Professor to Use Catalysis to Convert Greenhouse Gas Into Two Chemical Commodities

By: Amanda Bowman 

Making a simple addition to certain things can be a, well, plus. Adding a pinch of salt to a dessert can brighten and enhance the sweetness of chocolate, while adding a drop of blue into red creates a beautiful shade of purple. This seemingly simple process of addition also may help produce an answer on how to reduce the current waste of methane gas.

Texas Tech University's Sheima Khatib, an assistant professor in the Department of Chemical Engineering housed within the Edward E. Whitacre Jr. College of Engineering, received a $450,000 grant from the U.S. Department of Energy to pursue her work with catalysis, the acceleration of a chemical reaction by adding a catalyst, or substance that increases the rate of a chemical reaction without itself being consumed.

"Catalysts make a reaction happen faster by decreasing the energy required for the reaction to happen," Khatib said. "In industry, a significant percentage of chemical processes are catalytic. Therefore, catalysts have a substantial impact on energy use in industrial chemical processes and on the global economy."

Khatib's project will help develop a process to transform methane gas into other, added-value products.

"Methane is a simple molecule that can be used as a building block for creating bigger molecules that can then be used in the manufacturing of chemicals, and it happens to be the main constituent of natural gas," she said. "Building pipelines to transport a gaseous phase is very expensive and not economically viable. As we discover more stranded natural gas sources, we end up with large quantities of gas that cannot be transported or deployed, so it's flared. The reason natural gas is flared before being set loose into the atmosphere is that methane is a more potent greenhouse gas than carbon dioxide, so it is better to burn it into carbon dioxide and water.

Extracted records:
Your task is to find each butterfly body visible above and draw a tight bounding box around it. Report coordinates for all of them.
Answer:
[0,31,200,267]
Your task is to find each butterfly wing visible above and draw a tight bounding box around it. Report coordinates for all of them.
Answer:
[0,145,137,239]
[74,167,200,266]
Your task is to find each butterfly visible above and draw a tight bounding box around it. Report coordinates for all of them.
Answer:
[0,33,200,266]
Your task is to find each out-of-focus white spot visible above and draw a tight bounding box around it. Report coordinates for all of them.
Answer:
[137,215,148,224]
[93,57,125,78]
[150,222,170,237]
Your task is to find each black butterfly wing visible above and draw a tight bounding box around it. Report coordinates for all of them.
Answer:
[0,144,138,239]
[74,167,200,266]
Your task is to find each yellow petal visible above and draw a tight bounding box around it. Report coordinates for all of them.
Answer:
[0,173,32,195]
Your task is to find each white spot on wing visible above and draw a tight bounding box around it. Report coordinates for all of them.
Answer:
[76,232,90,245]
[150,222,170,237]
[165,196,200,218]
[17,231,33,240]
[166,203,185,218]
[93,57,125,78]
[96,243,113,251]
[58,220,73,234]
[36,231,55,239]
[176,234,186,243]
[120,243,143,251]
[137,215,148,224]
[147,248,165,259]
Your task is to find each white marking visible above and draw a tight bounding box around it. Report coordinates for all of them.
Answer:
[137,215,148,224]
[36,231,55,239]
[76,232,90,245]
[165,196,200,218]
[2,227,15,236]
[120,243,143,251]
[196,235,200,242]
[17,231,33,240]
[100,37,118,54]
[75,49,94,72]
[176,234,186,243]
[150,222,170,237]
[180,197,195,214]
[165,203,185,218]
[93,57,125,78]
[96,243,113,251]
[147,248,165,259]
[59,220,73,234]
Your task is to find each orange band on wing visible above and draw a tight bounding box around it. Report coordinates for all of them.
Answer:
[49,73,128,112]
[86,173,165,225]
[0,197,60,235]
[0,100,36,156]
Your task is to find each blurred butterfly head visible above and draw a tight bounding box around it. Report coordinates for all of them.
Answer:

• Problem A:
Answer these about the methane catalysis article:
(i) How large was Khatib's grant, and which agency awarded it?
(ii) In which academic department does Khatib work?
(iii) According to Khatib, why is natural gas flared before being released into the atmosphere?
• Problem B:
Reproduce the part of the methane catalysis article starting with "Texas Tech University's" and going on through "other, added-value products.".
• Problem C:
Resume the article on Khatib's methane catalysis research from where it stops.
The records have nothing to do with the text.

• Result A:
(i) $450,000, from the U.S. Department of Energy.
(ii) The Department of Chemical Engineering.
(iii) Methane is a more potent greenhouse gas than carbon dioxide, so it is better to burn it into carbon dioxide and water.

• Result B:
Texas Tech University's Sheima Khatib, an assistant professor in the Department of Chemical Engineering housed within the Edward E. Whitacre Jr. College of Engineering, received a $450,000 grant from the U.S. Department of Energy to pursue her work with catalysis, the acceleration of a chemical reaction by adding a catalyst, or substance that increases the rate of a chemical reaction without itself being consumed.

"Catalysts make a reaction happen faster by decreasing the energy required for the reaction to happen," Khatib said. "In industry, a significant percentage of chemical processes are catalytic. Therefore, catalysts have a substantial impact on energy use in industrial chemical processes and on the global economy."

Khatib's project will help develop a process to transform methane gas into other, added-value products.

• Result C:
"In our project, we are investigating a reaction that can convert methane directly into benzene and hydrogen, both of which are chemical commodities, without requiring any other reagent. All we need is methane, a catalyst and some heat. Here, we have a process that happens in one step and converts something we can't use into two added-value products. At the same time, it presents the potential to be carried out at the natural gas wellhead, skipping high gas transportation costs."

The catalyst used by Khatib and her team for this project is zeolite-based.

"We support a metal oxide, specifically molybdenum oxide, on a zeolite structure," she said. "We need the molybdenum to activate the methane, but the zeolite also plays an important role in the reaction. Zeolites are silicone, aluminum and oxygen atoms bonded in a way that grows in a crystalline, 3D structure that contains pores and channels, which can have different sizes and go in different directions. What makes this catalyst convert methane to benzene is that we use molybdenum that is in the pores of a zeolite with a channel diameter similar to the diameter of the benzene molecule."

Benzene is a feedstock used in the manufacturing of industrial chemicals, such as plastics, synthetic fibers, pharmaceuticals, lubricants, detergents and pesticides, Khatib said.

"A lot of hydrogen is also produced as a side product, but it is a valuable one since it is also a widely used feedstock in industry for the production of chemicals," Khatib said. "More interestingly, it is used as an energy carrier as we try to move towards a hydrogen economy."

Khatib said the support she's received from the faculty at Texas Tech as she conducts her research has helped her immensely.

"I feel very fortunate to work in a great department with very supportive faculty," she said. "I count on great mentors who I can talk to not only about how to pursue my current research, but also how to expand and apply my skills to other related topics of research.

"I also have had the opportunity to be inspired by faculty from other departments on campus by participating in programs organized by the Teaching, Learning, & Professional Development Center. Although those programs are more geared towards teaching and education research, one ends up interacting and learning research philosophies from other amazing Texas Tech faculty working in completely different areas. I find this incredibly refreshing. It also helps me come up with innovative perspectives on my own topics of research at times, not to mention the opportunity for additional mentorship from some of the best professors on campus."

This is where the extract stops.